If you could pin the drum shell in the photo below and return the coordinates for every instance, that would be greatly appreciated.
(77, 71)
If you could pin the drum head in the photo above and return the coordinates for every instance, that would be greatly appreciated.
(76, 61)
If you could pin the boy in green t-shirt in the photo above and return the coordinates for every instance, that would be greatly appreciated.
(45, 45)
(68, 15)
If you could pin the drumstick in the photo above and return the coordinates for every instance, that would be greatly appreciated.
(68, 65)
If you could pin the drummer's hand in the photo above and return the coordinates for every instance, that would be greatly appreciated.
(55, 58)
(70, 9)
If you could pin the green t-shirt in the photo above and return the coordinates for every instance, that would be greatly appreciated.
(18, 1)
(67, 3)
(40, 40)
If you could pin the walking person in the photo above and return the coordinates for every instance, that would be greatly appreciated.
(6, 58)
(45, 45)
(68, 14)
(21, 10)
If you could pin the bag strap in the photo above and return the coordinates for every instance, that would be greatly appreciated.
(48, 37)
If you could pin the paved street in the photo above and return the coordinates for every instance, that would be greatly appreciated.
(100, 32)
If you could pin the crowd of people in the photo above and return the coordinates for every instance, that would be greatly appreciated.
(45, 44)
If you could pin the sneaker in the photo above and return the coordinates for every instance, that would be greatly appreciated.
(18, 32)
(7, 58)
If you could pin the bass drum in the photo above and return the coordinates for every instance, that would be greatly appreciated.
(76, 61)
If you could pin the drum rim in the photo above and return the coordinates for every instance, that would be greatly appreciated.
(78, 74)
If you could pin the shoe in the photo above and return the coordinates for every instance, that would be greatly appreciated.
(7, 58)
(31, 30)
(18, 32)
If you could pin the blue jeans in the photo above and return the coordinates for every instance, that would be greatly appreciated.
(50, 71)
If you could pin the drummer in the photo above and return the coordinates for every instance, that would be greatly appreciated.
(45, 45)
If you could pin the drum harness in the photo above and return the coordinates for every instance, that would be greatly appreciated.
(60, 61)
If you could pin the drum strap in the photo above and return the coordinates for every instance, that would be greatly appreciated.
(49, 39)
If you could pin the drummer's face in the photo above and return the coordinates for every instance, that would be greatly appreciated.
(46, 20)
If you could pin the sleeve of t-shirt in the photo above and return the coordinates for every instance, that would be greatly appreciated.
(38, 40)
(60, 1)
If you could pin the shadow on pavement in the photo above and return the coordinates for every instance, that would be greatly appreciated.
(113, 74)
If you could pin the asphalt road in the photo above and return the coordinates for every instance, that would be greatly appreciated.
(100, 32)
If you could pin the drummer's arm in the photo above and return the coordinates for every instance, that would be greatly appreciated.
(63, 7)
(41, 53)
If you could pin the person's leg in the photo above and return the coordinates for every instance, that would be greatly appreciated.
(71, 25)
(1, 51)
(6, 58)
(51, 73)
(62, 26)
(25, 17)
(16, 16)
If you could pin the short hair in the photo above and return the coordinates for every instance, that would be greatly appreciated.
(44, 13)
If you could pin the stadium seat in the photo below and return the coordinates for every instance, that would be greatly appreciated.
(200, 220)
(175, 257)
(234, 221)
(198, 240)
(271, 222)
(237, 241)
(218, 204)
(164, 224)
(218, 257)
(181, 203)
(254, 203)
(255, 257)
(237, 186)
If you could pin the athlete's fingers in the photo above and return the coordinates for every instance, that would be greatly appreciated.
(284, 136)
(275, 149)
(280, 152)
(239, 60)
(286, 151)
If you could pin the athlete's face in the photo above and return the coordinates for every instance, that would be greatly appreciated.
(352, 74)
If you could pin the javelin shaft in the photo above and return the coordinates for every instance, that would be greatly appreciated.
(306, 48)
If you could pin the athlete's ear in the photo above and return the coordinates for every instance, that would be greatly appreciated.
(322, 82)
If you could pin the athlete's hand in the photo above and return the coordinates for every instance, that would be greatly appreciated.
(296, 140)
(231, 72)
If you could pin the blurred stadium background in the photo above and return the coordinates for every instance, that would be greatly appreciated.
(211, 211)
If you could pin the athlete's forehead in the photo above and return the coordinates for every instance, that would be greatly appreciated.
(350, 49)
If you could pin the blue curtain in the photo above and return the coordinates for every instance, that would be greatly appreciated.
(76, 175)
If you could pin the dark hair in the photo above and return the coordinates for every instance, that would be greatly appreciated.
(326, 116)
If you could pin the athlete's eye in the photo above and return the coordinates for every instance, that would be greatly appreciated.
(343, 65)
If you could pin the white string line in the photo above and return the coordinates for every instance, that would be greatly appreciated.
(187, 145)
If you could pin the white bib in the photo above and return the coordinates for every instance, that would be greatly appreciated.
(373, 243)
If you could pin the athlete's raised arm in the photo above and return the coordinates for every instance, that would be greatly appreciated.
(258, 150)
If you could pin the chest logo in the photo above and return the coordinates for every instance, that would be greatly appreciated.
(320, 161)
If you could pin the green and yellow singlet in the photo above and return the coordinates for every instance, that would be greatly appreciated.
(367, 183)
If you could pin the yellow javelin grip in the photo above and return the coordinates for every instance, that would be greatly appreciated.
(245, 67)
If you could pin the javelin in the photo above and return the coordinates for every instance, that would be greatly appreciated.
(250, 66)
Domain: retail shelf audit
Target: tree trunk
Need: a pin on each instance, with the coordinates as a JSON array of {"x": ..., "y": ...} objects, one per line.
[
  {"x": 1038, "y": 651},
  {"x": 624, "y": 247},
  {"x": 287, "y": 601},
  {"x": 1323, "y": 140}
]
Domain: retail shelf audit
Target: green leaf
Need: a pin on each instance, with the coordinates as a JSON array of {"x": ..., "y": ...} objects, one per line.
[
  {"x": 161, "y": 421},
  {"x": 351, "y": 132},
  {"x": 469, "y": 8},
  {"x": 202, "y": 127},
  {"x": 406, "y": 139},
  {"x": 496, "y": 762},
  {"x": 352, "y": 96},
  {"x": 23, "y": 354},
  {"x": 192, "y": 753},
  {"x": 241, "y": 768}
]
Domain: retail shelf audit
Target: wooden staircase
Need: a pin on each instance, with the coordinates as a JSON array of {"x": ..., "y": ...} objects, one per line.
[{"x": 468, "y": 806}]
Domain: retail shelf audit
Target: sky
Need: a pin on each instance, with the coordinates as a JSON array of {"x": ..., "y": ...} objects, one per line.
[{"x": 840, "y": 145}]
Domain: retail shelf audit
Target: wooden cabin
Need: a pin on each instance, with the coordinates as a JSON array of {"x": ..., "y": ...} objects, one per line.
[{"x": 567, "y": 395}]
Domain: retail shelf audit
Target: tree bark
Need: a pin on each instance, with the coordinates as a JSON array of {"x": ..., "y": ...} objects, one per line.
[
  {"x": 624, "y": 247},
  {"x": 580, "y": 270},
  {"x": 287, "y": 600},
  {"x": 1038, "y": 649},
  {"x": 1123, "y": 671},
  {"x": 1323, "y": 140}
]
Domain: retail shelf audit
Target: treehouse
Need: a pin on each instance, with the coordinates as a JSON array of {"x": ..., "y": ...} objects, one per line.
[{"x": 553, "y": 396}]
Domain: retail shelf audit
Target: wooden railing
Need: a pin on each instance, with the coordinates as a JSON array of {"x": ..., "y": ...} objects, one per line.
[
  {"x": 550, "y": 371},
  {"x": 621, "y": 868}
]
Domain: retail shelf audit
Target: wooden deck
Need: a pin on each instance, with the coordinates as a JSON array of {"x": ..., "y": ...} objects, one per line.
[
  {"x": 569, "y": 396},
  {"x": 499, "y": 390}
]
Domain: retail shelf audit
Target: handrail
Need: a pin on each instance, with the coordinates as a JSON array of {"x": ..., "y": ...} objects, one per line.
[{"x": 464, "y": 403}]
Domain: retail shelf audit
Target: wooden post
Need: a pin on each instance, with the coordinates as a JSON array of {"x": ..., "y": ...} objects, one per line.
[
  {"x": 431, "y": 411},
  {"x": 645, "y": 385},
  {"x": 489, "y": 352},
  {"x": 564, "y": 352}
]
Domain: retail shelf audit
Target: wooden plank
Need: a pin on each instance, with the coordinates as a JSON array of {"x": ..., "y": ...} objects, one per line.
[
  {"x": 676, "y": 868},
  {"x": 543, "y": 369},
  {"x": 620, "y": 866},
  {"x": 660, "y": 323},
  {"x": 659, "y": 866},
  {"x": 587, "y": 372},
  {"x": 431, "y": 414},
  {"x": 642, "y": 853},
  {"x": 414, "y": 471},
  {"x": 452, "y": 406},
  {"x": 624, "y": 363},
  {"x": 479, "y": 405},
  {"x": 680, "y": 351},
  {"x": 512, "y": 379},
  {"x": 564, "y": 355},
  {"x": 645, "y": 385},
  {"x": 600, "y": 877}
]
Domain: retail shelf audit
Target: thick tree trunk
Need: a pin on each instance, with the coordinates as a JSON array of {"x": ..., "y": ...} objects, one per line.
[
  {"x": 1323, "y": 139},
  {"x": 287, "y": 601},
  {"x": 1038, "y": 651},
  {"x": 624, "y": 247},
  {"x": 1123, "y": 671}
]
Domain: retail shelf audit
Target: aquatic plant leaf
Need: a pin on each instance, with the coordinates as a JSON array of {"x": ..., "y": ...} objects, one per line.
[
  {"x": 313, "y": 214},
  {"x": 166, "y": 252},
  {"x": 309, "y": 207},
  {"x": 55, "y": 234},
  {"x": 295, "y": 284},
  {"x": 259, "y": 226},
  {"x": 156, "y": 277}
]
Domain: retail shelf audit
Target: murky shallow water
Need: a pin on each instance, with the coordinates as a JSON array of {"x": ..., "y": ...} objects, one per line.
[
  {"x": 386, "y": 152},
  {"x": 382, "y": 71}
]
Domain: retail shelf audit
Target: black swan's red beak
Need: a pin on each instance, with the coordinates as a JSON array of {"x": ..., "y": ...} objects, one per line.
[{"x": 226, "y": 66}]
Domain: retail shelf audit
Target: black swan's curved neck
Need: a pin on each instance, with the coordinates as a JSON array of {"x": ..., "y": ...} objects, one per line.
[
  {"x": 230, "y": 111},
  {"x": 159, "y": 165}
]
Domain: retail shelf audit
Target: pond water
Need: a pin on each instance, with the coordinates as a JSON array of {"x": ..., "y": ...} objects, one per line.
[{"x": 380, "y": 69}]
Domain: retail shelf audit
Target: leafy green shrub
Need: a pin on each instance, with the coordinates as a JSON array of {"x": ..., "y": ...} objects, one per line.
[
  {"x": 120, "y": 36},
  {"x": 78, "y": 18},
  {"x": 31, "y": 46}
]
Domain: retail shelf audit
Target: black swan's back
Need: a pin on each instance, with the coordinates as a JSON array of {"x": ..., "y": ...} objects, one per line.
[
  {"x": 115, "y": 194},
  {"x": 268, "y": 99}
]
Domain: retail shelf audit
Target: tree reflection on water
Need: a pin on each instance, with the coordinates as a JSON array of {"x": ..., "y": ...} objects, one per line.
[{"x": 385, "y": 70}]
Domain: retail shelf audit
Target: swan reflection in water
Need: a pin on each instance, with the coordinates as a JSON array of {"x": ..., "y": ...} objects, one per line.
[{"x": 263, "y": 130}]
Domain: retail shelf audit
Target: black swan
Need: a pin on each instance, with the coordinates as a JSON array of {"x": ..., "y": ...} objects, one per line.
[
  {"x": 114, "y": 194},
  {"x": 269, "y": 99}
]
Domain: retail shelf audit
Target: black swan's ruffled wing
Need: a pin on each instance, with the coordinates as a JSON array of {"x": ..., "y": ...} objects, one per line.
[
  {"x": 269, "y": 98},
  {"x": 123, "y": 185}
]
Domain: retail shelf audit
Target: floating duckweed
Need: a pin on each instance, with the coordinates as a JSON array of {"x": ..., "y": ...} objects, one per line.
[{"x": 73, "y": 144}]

- - - - -

— TO DO —
Which lines in the items above contain the word "reflection"? Pick out each of them and copy it whole.

— CORRECT OUTPUT —
Target: tree reflection on water
Target: swan reflection in water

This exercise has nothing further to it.